Repeat every line of the material below word for word, leaving the pictures out of your answer.
[Entries provided start]
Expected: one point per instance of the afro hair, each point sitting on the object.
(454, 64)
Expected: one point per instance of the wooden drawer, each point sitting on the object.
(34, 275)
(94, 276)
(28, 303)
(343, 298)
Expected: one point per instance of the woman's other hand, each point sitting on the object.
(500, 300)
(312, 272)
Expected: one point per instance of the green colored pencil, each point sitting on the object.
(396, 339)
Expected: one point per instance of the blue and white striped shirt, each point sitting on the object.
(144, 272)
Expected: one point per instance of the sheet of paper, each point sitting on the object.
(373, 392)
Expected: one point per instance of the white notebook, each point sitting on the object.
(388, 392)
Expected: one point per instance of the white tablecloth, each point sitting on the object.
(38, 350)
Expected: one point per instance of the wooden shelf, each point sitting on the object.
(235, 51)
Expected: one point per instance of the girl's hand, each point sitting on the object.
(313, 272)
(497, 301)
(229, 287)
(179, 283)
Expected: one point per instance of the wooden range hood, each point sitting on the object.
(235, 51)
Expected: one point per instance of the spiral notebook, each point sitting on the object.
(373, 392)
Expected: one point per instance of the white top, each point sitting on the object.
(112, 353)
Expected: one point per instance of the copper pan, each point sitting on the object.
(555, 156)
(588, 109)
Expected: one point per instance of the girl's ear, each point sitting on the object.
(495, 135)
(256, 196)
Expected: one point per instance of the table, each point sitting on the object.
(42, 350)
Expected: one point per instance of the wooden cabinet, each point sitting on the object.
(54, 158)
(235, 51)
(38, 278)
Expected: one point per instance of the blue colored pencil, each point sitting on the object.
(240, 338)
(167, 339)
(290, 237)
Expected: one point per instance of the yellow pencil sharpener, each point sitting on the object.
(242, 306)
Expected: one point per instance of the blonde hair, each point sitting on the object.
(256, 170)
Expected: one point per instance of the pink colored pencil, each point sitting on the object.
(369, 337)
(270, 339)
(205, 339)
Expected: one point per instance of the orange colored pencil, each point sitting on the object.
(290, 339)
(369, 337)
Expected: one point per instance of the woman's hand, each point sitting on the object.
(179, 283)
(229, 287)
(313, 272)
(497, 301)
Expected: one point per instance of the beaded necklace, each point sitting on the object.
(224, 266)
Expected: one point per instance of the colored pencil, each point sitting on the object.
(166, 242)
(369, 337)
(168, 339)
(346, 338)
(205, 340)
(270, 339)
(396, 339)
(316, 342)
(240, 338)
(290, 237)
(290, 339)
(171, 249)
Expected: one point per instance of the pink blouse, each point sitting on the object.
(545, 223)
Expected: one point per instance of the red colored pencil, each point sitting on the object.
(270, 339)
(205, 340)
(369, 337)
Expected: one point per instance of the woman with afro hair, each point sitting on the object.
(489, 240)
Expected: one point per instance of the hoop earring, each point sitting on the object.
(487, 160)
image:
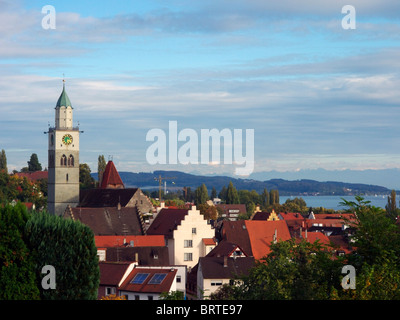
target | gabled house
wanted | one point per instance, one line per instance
(130, 197)
(265, 216)
(184, 231)
(108, 220)
(112, 193)
(112, 274)
(232, 211)
(215, 271)
(254, 236)
(143, 256)
(263, 233)
(148, 283)
(111, 178)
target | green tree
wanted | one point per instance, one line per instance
(213, 193)
(69, 247)
(292, 271)
(101, 167)
(86, 181)
(232, 196)
(3, 161)
(17, 269)
(201, 195)
(34, 164)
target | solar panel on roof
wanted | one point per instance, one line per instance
(139, 278)
(157, 278)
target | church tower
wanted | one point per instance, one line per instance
(63, 161)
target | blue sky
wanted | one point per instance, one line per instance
(315, 94)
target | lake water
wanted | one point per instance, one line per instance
(332, 202)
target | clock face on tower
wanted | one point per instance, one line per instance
(67, 139)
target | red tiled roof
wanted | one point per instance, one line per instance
(111, 178)
(261, 234)
(236, 232)
(314, 236)
(325, 222)
(167, 221)
(291, 216)
(225, 248)
(164, 286)
(36, 175)
(138, 241)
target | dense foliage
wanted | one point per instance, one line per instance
(69, 247)
(17, 266)
(30, 241)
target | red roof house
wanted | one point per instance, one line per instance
(148, 283)
(130, 240)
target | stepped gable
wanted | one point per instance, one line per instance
(108, 220)
(167, 221)
(236, 232)
(106, 197)
(111, 178)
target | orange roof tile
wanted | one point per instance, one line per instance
(138, 241)
(314, 236)
(209, 242)
(261, 234)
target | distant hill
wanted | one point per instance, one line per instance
(146, 180)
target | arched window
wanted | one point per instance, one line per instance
(71, 161)
(63, 161)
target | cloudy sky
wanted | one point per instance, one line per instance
[Entries provided end]
### Response
Expected: one point per instance of the afro hair, each point sitting on the object.
(454, 64)
Expected: one point per instance of the wooden drawer, each point sitting on the object.
(34, 275)
(94, 276)
(28, 303)
(343, 298)
Expected: one point per instance of the woman's other hand, each point sitting on the object.
(500, 300)
(312, 272)
Expected: one point per instance of the green colored pencil, each point sitting on the object.
(396, 339)
Expected: one point per instance of the blue and white striped shirt, each point sitting on the object.
(144, 272)
Expected: one point per instance of the sheet of paper, each point sitting on the object.
(373, 392)
Expected: one point per instance of the white notebook, each point sitting on the object.
(388, 392)
Expected: one point per instance of the white tablecloth, each point sitting on the object.
(38, 350)
Expected: one point per instance of the wooden shelf, each point sitting on the object.
(235, 51)
Expected: one point per instance of the girl's hand, each point sitting on the object.
(313, 272)
(497, 301)
(229, 287)
(179, 283)
Expected: one point per instance of the wooden range hood, each point sitting on the object.
(235, 51)
Expected: one point per instance of the spiral notebook, each point sitting on the object.
(373, 392)
Expected: one point per instance of the white top, each point sitting on the object.
(112, 353)
Expected: one point per instance of the copper pan, each point sitting on the object.
(555, 156)
(588, 109)
Expected: one point per instance of the girl's ear, each point sitting on the object.
(495, 135)
(256, 196)
Expected: one point per instance of the table, each point sitting on the object.
(42, 350)
Expected: one point per instance of the wooden cabinet, each point sitting on the object.
(54, 158)
(235, 51)
(38, 278)
Expected: one point per instance of the blue colored pencil, each point sitting on the object.
(240, 338)
(167, 339)
(290, 237)
Expected: one point per instance of the yellow pencil sharpener, each point sitting on the object.
(242, 306)
Expected: one point per instance of the blonde hair, each point sitting on the object.
(256, 170)
Expected: one point per instance of the pink colored pencil, each point sitting on the object.
(369, 337)
(270, 339)
(205, 339)
Expected: one point per instance of the orange colored pencil, each point sitting on the object.
(290, 339)
(369, 337)
Expected: one point per instance of the woman's hand, each point sitting on the object.
(179, 283)
(229, 287)
(313, 272)
(497, 301)
Expected: one point per instance of the beaded necklace, each point sitting on the object.
(224, 266)
Expected: one point per instance of the colored pencil, each point sitting on the object.
(166, 242)
(369, 337)
(168, 339)
(346, 338)
(205, 340)
(270, 339)
(396, 339)
(316, 342)
(240, 338)
(290, 237)
(290, 339)
(171, 249)
Expected: one point per instance of the pink blouse, each point sitting on the object.
(545, 223)
Expected: one point per instance of the red colored pencil, each point sitting on the object.
(270, 339)
(205, 340)
(369, 337)
Expected: one point per instance of the woman with afro hair, each point sitting on the object.
(489, 240)
Expected: one point per instance of the hoop earring, each point sitting on the object.
(487, 160)
image:
target | gabled house
wanted | one point per instance, one line per instance
(130, 197)
(265, 216)
(184, 231)
(108, 220)
(112, 193)
(112, 274)
(232, 211)
(215, 271)
(254, 236)
(143, 256)
(263, 233)
(148, 283)
(111, 178)
target | green tree
wanted | one point per instance, one line per instance
(213, 193)
(69, 247)
(292, 271)
(101, 167)
(86, 181)
(232, 196)
(3, 161)
(17, 269)
(201, 195)
(34, 164)
target | solar panel on roof
wanted | one point per instance, one line per instance
(139, 278)
(157, 278)
target | church tower
wanted | one point per instance, one line per instance
(63, 161)
target | blue sky
wanted | one point per instance, one line per instance
(315, 94)
target | lake water
wanted | one point per instance, one line per instance
(332, 202)
target | clock face on tower
wanted | one point per instance, one line per instance
(67, 139)
target | red tiled roof
wanted | one point per instance, one line per instance
(111, 178)
(261, 234)
(236, 232)
(314, 236)
(325, 222)
(167, 221)
(291, 216)
(225, 248)
(164, 286)
(36, 175)
(138, 241)
target | dense foliage
wanted | one point per instance, one line per instance
(69, 247)
(17, 266)
(30, 241)
target | red roof house
wanted | one point per instance, one line per instance
(148, 283)
(130, 240)
target | stepped gable
wanted | one point per instance, one line per instance
(108, 220)
(167, 221)
(236, 232)
(106, 197)
(111, 178)
target | orange roof tile
wanted | one point per instance, one line per instance
(138, 241)
(314, 236)
(209, 242)
(261, 234)
target | distant hill
wanted | one point per instance, one line per instance
(146, 180)
target | arched window
wanted | one point per instance, one line per instance
(71, 161)
(63, 161)
target | cloudy sky
wanted | one point per instance, one line per instance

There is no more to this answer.